**Listed records:**
---*---

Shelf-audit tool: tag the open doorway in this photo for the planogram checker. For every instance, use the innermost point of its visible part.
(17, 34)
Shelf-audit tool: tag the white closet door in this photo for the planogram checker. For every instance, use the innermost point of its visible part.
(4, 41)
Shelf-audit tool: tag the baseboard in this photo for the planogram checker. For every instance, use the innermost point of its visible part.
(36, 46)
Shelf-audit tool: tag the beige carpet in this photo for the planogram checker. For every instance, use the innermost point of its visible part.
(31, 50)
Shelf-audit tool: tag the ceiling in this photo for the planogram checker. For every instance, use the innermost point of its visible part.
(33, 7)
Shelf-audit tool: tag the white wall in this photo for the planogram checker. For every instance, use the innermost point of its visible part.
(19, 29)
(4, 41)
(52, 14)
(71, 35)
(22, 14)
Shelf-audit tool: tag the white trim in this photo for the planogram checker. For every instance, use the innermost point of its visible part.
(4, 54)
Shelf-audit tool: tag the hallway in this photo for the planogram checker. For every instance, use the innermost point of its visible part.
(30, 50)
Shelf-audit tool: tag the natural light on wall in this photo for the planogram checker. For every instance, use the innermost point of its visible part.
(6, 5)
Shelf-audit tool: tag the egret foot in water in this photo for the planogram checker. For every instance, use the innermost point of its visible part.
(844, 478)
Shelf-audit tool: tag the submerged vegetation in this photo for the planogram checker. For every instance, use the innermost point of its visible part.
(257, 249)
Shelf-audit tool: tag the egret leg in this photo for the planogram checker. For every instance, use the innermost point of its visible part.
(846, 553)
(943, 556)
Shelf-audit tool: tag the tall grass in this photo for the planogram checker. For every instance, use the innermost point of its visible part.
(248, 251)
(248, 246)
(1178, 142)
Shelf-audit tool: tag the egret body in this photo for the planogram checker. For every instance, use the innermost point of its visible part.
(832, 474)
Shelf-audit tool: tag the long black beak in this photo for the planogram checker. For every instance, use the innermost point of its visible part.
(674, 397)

---*---

**Aim of the task:** Can you retype the lines from the one containing "Shelf-audit tool: tag the egret body" through the end of the lines, keeping each one unchanged?

**Task answer:**
Shelf-audit tool: tag the egret body in this photo for the planogram checker. For every instance, use the innermost point of its visible part.
(832, 474)
Shelf-audit tool: tag the long black beak in this photo for the planogram checker. For every instance, use the innermost point of its visible part.
(674, 397)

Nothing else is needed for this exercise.